Top of Document passage

COVID-19 Pandemic is Taking its Emotional Toll
By Dr. Meredith Smith & Dr. William Elsass
It’s no secret that the daily dose of disturbing news and all the disruptions caused by the coronavirus pandemic has left many of us feeling anxious, scared and stressed. In a recent poll conducted by the Kaiser Family Foundation, 45% of adults said the pandemic has harmed their mental health, and 19% said the pandemic has had a major impact on their mental well-being.
We don’t have much data yet on the long-term effect of the coronavirus on mental health, but we know that trauma — in this case potentially caused by sudden job losses, increased caregiving responsibilities and economic insecurity — can take an emotional toll. Couple these factors with a lack of access to traditional social supports, and it’s clear to see why so many say their mental health has taken a hit.
Of course, everyone will react to the coronavirus differently. However, experience has shown that when we disrupt the routines of people who are already dealing with depression or we restrict their access to typical resources, it can exacerbate symptoms. That can also hold true for individuals battling substance abuse issues.

Bottom of Document passage
Top of Record extracts

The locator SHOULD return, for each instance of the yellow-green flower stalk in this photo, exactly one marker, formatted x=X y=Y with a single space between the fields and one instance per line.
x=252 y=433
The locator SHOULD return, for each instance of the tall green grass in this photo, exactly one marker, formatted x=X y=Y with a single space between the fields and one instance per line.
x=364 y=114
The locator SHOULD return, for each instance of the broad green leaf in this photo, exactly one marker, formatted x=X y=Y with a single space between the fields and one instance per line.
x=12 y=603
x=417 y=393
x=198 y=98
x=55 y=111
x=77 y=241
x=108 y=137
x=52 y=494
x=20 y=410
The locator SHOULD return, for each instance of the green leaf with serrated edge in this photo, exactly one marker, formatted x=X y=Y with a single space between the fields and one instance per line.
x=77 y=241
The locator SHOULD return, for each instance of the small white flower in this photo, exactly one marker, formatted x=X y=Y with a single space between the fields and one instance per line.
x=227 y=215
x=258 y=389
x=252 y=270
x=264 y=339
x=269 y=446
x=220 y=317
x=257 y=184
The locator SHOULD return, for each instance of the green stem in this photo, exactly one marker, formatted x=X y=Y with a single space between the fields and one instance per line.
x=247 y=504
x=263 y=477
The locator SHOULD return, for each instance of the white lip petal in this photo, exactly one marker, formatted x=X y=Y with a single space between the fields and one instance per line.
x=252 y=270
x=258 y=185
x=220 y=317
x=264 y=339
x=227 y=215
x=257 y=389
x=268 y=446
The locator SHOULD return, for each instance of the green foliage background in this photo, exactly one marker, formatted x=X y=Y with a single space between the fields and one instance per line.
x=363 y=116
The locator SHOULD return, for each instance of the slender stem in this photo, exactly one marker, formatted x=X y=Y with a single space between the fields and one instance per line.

Bottom of Record extracts
Top of Record extracts

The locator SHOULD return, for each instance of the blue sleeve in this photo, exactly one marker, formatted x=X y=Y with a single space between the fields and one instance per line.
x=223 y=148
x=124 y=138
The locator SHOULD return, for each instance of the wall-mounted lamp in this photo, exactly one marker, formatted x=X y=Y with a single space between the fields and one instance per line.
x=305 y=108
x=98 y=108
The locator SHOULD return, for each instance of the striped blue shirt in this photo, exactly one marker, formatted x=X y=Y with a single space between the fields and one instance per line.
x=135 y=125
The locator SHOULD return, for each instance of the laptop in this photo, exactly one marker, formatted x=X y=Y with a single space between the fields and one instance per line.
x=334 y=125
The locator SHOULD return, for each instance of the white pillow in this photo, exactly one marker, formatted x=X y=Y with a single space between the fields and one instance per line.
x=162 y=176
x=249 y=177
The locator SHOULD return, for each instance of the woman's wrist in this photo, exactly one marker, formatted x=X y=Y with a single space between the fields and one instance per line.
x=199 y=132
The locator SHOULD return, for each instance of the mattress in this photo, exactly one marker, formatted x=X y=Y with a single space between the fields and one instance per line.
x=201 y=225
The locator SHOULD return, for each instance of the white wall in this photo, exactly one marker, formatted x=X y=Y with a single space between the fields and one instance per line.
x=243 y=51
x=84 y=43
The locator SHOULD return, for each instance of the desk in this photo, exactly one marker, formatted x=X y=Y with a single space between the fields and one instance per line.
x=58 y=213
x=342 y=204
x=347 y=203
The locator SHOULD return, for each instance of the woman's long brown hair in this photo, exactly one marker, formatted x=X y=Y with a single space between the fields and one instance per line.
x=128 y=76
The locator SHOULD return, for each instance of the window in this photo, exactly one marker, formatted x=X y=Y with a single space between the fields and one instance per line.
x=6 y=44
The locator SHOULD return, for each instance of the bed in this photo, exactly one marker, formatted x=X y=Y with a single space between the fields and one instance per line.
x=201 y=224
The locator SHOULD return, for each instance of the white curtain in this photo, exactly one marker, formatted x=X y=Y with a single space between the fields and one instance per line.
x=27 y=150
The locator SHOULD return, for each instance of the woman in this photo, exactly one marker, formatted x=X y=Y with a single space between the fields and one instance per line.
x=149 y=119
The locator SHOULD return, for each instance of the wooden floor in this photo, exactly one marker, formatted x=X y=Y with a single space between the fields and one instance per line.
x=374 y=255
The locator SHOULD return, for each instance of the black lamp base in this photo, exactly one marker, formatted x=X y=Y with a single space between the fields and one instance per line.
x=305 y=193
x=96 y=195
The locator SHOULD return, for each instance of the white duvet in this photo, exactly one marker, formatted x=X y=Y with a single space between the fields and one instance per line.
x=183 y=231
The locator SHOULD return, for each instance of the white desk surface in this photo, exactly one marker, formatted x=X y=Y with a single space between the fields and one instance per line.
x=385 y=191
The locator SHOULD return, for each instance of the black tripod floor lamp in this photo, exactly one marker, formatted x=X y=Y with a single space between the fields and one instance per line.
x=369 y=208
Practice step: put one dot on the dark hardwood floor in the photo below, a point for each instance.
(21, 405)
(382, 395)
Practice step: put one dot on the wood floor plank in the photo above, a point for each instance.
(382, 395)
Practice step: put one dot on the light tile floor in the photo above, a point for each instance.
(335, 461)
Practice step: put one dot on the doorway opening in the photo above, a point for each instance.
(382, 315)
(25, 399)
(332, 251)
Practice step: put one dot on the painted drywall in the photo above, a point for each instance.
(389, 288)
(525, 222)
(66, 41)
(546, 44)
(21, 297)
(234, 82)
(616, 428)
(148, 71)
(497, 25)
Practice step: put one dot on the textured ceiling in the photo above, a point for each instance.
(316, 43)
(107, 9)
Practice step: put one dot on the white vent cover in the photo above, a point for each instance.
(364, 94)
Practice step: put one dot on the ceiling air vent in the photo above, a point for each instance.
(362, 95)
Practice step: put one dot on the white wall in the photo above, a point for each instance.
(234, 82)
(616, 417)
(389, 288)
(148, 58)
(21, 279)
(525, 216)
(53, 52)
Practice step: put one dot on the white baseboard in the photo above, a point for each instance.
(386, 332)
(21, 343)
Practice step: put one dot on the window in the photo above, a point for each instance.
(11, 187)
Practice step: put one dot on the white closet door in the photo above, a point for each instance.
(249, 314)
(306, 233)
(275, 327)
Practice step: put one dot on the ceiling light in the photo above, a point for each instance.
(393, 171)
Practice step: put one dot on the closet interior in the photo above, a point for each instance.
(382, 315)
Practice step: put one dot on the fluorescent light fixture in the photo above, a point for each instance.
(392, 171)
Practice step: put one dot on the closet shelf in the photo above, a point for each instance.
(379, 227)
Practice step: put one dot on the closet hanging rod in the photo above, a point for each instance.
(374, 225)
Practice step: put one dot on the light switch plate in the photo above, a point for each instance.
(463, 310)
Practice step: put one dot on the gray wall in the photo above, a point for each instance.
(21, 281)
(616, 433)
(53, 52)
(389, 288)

Bottom of Record extracts
Top of Record extracts

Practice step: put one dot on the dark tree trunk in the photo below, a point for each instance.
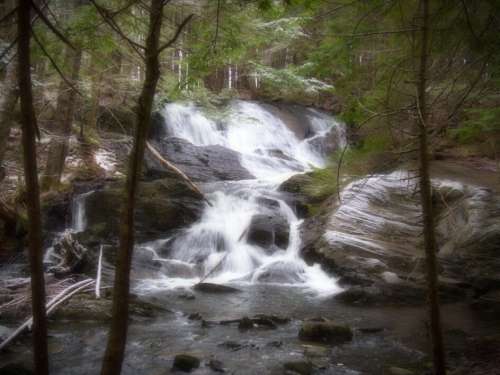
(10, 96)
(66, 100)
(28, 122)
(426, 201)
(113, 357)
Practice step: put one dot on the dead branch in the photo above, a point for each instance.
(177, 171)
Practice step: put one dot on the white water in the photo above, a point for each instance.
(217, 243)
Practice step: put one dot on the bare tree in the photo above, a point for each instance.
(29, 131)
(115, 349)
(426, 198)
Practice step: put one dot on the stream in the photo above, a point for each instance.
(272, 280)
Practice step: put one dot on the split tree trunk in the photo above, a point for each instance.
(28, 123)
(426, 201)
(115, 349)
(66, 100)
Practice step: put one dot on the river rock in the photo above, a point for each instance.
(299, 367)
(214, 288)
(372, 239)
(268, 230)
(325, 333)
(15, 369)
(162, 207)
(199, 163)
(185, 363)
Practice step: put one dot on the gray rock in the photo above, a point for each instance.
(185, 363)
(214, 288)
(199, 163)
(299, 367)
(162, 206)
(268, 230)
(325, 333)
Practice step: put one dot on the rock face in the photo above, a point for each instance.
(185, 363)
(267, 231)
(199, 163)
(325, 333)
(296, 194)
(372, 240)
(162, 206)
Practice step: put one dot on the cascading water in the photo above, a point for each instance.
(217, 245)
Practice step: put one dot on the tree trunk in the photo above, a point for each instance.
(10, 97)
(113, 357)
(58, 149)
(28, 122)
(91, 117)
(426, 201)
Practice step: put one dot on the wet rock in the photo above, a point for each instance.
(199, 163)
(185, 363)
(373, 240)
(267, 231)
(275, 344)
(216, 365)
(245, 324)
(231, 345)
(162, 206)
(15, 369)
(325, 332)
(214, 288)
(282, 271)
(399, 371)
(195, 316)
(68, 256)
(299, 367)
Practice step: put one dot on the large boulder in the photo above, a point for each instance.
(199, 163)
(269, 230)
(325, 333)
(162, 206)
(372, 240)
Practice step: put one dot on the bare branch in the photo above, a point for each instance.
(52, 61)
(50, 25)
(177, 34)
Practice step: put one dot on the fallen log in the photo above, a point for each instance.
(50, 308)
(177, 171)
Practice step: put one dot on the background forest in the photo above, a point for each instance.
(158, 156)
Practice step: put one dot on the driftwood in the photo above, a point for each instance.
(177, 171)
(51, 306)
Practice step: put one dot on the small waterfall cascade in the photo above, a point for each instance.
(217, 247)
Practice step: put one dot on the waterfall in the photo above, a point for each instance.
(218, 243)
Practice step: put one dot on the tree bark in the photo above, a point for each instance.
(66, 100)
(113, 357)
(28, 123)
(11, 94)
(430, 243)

Bottom of Record extracts

### What this task involves
Decide whether each of the following statements agrees with the passage on the pandemic's emotional toll. Answer yes or no for each, and quote the words from the passage that settle it. (a) In the Kaiser Family Foundation poll, 45% of adults said the pandemic had harmed their mental health. (b) There is already plenty of data on the long-term effect of the coronavirus on mental health. (c) People battling substance abuse issues can also see their symptoms worsen when their routines are disrupted.

### Your solution
(a) Yes: "45% of adults said the pandemic has harmed their mental health"
(b) No: "We don’t have much data yet on the long-term effect of the coronavirus on mental health"
(c) Yes: "That can also hold true for individuals battling substance abuse issues."